* [Task to carry out]
In the data below, find every line that has the string "object", and copy it.

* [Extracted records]
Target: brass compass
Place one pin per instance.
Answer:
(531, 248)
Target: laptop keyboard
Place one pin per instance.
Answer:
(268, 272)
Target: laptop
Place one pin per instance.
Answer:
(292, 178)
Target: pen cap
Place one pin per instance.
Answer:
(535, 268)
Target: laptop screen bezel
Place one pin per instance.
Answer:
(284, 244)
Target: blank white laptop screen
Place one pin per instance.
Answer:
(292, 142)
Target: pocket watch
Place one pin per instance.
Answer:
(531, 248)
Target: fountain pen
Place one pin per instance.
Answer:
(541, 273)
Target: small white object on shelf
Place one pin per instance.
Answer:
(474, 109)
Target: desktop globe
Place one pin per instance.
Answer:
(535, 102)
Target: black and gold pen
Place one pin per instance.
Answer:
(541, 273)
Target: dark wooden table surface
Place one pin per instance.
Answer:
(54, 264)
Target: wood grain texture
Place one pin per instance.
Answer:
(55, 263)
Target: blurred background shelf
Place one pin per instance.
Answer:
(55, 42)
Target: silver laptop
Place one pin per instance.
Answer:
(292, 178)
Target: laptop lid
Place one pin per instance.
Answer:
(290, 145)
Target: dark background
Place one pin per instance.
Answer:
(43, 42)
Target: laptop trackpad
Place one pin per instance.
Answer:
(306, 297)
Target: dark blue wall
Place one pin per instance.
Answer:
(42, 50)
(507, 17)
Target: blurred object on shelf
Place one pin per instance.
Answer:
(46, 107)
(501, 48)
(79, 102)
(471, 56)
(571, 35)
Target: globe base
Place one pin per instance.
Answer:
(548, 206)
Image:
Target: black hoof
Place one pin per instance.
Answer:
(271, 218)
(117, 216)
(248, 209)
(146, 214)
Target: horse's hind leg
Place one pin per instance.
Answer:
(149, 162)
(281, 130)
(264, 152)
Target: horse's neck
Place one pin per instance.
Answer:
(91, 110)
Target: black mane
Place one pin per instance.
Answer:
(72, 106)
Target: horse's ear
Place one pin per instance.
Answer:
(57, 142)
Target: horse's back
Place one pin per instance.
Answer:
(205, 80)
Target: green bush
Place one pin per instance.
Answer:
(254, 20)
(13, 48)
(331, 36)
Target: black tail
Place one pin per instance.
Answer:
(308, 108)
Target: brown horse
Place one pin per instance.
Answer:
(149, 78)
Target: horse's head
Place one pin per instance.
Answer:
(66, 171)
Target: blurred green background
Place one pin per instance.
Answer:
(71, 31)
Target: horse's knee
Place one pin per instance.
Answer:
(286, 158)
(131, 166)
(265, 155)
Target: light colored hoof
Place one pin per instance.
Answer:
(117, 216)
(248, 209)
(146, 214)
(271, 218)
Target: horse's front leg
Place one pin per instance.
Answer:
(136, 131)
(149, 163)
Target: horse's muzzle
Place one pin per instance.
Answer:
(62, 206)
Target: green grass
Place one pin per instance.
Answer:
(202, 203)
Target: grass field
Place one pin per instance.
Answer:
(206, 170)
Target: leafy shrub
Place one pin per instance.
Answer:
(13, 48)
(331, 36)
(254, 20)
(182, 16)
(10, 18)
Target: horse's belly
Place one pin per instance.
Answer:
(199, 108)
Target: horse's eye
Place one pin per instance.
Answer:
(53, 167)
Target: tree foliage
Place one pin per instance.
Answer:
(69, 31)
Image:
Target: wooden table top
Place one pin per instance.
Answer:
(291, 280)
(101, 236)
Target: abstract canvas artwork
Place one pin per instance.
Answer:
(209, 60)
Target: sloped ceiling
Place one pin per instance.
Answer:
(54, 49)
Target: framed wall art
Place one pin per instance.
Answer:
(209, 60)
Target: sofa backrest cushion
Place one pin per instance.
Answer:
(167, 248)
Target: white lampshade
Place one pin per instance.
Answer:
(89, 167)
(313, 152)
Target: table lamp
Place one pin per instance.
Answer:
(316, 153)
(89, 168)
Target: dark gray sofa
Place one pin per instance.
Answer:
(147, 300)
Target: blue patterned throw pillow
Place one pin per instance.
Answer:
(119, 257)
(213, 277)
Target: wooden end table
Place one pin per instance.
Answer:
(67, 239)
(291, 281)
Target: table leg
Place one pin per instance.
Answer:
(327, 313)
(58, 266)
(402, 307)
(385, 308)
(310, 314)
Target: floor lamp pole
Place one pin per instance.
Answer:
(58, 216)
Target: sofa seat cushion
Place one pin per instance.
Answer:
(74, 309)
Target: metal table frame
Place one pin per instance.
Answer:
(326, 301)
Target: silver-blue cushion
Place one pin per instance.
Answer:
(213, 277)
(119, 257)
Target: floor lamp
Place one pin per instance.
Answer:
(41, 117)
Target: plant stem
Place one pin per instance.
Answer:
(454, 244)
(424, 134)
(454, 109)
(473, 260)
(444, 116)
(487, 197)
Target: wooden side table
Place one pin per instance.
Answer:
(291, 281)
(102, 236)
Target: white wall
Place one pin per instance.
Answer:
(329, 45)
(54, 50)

* [Completed task]
Target: small white object on shelf
Target: blurred object on shelf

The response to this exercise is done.